▶ [PASSAGE PROVIDED]
--- Start ---
National Diversity Forum marks cemetery attacks
National Diversity Forum marks Wellington cemetery attacks
A national forum aimed at strengthening cultural diversity is to be held later this month, a year after community representatives first met in Wellington to plan action in the aftermath of the desecration of two local Jewish cemeteries.
In the first of the attacks, graves were vandalised in the historic Bolton Street cemetery, which was followed three weeks later by the desecration of 100 Jewish graves and a prayer house at Makara cemetery (a year ago tomorrow). Despite considerable efforts, the Police have been unable to identify the perpetrators.
The Police have had greater success with two other incidents targeting Muslims living in New Zealand: The sending of hate mail to Muslim families and organisations in September last year, and the recent vandalising of Islamic centres in Auckland.
Race Relations Commissioner Joris de Bres says that while these incidents of prejudice have resulted in anger and anxiety, it is important to remember that in the cases in which Police have caught those responsible, only one person was involved.
“Although these actions were the work of a very few, the incidents remind us to be vigilant about any rise in the level of prejudice or harassment in the community which might lead to further criminal acts. We must also ensure that the communities who are affected do not feel unsafe or isolated,” Mr de Bres says.
The desecration of the Jewish cemeteries led to a multi-party unanimous resolution in Parliament on 10 August in which MPs:
- Deplored the attacks on Jewish graves and a Jewish chapel in Wellington;
- Recalled the terrible history of anti-Semitism stretching over many centuries, culminating in the Holocaust; and
- Expressed their unequivocal condemnation of anti-Semitism, violence directed against Jews and Jewish religious and cultural institutions, and all forms of racial and ethnic hatred, persecution, and discrimination.
The resolution was supported by a statement signed by a wide range of community leaders of many different faiths and ethnicities. Writers James and Helen McNeish issued a call to action which led to a community leaders’ forum hosted by the Speaker at Parliament two weeks later. The forum adopted a ten step programme to strengthen cultural diversity. This has become the New Zealand Diversity Action Programme.
Some forty national and local organisations have now become partners in the Programme, and contributed sixty projects to support it.
--- End ---
▶ [MATERIAL]
--- Start ---
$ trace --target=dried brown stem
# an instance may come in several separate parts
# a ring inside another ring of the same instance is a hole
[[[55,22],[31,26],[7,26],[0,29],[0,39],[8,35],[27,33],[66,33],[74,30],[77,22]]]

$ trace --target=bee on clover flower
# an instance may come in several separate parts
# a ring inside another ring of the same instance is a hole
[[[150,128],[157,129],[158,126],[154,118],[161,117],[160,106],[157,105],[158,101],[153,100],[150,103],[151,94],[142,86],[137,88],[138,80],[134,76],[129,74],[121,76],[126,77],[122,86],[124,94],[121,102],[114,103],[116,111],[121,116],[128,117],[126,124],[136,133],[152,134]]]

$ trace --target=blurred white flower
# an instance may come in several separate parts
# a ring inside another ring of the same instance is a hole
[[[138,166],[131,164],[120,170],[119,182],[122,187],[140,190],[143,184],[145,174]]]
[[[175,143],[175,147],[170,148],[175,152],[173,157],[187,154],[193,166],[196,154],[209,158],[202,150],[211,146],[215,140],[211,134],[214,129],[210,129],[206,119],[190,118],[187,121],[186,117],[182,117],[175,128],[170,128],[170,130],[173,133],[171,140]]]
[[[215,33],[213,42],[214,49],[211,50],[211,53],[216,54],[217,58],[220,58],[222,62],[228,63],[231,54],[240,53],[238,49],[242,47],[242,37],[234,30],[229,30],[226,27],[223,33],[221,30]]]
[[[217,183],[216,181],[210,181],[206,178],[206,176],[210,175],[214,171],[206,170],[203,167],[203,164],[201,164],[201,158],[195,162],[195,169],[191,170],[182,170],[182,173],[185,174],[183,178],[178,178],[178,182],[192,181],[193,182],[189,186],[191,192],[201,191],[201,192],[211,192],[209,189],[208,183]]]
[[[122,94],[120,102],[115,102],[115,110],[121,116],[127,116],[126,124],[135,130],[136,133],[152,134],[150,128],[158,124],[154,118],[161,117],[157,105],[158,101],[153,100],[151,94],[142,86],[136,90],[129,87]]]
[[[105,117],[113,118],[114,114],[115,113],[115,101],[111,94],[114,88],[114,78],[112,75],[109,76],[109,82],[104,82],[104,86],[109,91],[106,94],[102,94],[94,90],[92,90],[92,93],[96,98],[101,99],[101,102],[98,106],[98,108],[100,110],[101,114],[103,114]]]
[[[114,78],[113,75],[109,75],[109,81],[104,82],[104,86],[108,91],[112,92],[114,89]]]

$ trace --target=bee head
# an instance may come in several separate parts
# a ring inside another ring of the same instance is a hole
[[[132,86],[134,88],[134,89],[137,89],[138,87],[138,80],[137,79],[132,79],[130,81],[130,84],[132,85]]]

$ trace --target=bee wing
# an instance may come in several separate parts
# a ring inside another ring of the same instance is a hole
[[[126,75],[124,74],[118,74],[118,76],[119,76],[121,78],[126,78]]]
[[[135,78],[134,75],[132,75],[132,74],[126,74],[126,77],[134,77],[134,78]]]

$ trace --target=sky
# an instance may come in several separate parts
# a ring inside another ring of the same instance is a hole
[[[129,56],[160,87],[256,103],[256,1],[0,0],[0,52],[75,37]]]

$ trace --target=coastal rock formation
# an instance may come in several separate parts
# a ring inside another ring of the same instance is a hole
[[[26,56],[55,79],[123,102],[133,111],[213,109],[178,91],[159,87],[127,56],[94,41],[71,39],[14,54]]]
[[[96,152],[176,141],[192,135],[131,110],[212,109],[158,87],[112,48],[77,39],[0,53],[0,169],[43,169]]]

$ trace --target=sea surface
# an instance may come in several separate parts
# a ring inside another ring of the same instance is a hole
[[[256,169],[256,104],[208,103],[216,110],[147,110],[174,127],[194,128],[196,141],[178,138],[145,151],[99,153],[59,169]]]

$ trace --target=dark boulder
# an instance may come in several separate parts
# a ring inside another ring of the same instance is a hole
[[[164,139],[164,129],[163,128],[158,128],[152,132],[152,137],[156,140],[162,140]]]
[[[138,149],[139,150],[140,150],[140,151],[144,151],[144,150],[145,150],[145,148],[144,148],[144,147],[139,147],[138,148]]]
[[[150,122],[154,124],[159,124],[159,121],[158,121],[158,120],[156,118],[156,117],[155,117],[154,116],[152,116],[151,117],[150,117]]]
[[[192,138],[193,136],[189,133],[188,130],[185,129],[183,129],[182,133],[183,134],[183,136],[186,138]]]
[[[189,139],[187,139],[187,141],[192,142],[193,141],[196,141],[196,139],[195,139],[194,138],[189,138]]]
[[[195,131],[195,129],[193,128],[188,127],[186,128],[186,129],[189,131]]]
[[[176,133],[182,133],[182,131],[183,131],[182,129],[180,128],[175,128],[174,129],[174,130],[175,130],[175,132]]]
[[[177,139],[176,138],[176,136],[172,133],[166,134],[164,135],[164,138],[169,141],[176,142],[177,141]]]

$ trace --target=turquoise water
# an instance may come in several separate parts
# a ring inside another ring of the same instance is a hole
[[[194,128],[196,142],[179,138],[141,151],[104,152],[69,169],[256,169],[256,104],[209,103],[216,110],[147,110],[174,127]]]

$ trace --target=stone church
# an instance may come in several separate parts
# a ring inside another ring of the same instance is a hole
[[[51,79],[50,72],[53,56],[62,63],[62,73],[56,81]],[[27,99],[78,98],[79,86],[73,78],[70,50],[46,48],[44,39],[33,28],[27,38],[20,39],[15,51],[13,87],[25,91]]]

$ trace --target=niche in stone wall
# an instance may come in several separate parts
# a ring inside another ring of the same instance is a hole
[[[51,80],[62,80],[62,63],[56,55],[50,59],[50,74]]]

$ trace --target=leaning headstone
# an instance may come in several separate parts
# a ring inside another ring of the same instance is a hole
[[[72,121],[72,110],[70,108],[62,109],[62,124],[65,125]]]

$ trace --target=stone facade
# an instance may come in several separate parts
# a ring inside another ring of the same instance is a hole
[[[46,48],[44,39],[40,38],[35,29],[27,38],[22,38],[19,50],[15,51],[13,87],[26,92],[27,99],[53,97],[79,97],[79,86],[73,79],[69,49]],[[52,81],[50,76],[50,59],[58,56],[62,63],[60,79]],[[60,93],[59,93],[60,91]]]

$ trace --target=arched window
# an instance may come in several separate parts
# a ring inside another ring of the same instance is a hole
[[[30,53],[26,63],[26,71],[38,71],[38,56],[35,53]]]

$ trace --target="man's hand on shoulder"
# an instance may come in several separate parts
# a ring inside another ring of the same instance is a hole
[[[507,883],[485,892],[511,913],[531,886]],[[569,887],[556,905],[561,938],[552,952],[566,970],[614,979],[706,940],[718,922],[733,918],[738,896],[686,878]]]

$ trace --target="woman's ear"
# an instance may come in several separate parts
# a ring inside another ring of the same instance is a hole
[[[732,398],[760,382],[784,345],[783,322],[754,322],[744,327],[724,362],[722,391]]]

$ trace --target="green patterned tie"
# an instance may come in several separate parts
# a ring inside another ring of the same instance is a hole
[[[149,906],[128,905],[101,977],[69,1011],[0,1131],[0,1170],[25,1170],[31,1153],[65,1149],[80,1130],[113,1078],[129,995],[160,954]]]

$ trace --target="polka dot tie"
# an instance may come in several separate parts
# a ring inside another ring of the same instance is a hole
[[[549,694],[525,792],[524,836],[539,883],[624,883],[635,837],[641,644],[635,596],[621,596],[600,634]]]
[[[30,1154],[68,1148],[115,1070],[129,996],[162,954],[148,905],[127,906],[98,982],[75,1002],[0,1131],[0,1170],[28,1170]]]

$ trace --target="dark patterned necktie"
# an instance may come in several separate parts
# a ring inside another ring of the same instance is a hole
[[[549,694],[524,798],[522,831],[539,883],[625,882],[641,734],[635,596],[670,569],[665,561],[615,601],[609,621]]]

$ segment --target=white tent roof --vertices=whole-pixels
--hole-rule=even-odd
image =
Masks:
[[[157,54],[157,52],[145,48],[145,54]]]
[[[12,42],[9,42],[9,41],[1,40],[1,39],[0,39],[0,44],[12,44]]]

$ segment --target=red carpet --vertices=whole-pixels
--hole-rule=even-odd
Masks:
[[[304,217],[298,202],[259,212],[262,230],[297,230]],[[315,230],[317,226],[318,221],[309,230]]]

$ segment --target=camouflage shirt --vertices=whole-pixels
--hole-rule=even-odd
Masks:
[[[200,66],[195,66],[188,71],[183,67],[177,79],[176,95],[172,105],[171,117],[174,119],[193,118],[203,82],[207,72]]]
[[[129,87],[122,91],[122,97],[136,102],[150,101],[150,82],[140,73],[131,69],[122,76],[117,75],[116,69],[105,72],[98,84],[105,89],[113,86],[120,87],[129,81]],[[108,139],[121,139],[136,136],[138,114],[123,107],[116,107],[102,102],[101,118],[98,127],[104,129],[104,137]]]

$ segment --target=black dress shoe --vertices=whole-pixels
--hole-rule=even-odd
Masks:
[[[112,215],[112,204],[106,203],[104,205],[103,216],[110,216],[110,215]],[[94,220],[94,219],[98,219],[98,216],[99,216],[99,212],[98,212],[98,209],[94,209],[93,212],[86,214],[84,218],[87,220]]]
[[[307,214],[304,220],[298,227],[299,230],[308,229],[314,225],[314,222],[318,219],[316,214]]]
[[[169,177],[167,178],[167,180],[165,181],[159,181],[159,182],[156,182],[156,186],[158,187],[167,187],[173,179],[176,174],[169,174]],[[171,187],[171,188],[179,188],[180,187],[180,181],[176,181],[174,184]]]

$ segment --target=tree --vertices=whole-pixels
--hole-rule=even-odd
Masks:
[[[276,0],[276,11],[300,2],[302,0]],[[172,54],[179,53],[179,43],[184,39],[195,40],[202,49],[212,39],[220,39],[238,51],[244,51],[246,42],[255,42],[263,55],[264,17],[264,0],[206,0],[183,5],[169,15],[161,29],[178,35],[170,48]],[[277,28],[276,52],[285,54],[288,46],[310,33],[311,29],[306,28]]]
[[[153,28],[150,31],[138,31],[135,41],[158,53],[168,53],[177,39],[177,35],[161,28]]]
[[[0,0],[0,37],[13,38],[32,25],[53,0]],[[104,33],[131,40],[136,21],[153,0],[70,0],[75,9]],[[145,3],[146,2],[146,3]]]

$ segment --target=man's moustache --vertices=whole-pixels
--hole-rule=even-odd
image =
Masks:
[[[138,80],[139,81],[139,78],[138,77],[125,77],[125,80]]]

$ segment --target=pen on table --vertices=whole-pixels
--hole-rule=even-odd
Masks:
--- End ---
▶ [DIRECTIVES]
(a) Using the article on the National Diversity Forum, answer these:
(i) How many Jewish graves were desecrated at Makara cemetery?
(ii) On what date did Parliament pass its multi-party unanimous resolution?
(iii) How many projects have the partner organisations contributed to the Programme?
(b) Select every line of the listing that contains the string "patterned". Case counts.

▶ [ANSWERS FOR THIS EXERCISE]
(a)
(i) 100
(ii) 10 August
(iii) Sixty

(b)
$ trace --target="green patterned tie"
$ trace --target="dark patterned necktie"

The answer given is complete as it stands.